▸ **Given passage**
"""
More on funding subway improvements within DC
There are two good comments to the previous entry, and rather than discuss them in the comments, they deserve a full blown entry.
First, Christopher makes the point that by adding station entries and/or underground walkway connections in places such as between Farragut West and Farragut North, trips can be optimized better and throughput increased. This is addressed in WMATA's Core Capacity Study, but again, a big part of the initiative has to come from the local jurisdiction, in this case, DC, which for the most part is focused on surface transit improvements (bus and creating a streetcar system).
Note also that BeyondDC's point in "Predictions for 2040" about adding railroad stations in Arlington County and DC, comparable to how railroad passenger services are a key element serving cities like London, Paris, and Montreal, and in the U.S., Chicago, Philadelphia, and New York City--which is why a connection between the east side and west side of Manhattan by railroad is so important, is also about reducing transferring to the subway system, by getting more people closer to their final destinations without requiring another transit trip.
Montreal transit and passenger railroad station and line map.
"""
(Records of labeled boxes)
"""
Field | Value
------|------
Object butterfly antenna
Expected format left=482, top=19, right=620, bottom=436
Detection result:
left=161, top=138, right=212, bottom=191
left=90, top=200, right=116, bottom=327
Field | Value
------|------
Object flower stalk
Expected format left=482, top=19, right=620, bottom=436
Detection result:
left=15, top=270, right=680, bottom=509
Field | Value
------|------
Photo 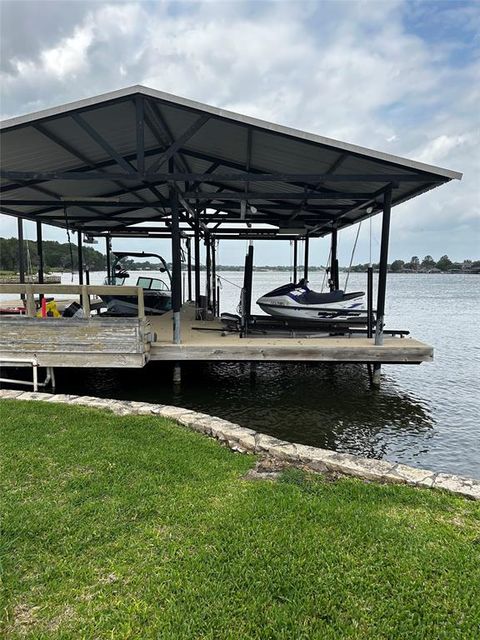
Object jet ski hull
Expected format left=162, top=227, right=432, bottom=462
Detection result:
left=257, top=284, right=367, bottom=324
"""
"""
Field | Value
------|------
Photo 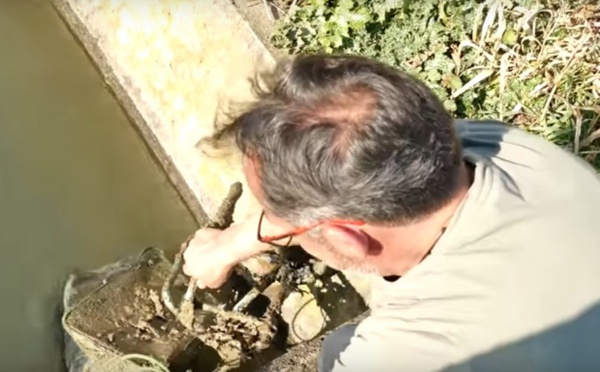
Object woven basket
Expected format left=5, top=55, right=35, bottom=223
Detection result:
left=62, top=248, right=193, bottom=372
"""
▸ **Work instructions**
a) Summarize the text on funding subway improvements in DC in two sentences.
b) Reproduce the text on funding subway improvements in DC from "Note also that" up to and including "another transit trip.".
The records have no connection to the text.

▸ **Solutions to each task**
a) Adding station entrances and underground walkway connections, such as between Farragut West and Farragut North, could optimize trips and increase throughput, an idea addressed in WMATA's Core Capacity Study, though much of the initiative must come from DC, which is focused mostly on surface transit such as buses and a streetcar system. Adding railroad stations in Arlington County and DC, comparable to the passenger rail serving cities like London, Paris, Montreal, Chicago, Philadelphia, and New York City, would also reduce transfers to the subway by getting more people closer to their final destinations without another transit trip.

b)
Note also that BeyondDC's point in "Predictions for 2040" about adding railroad stations in Arlington County and DC, comparable to how railroad passenger services are a key element serving cities like London, Paris, and Montreal, and in the U.S., Chicago, Philadelphia, and New York City--which is why a connection between the east side and west side of Manhattan by railroad is so important, is also about reducing transferring to the subway system, by getting more people closer to their final destinations without requiring another transit trip.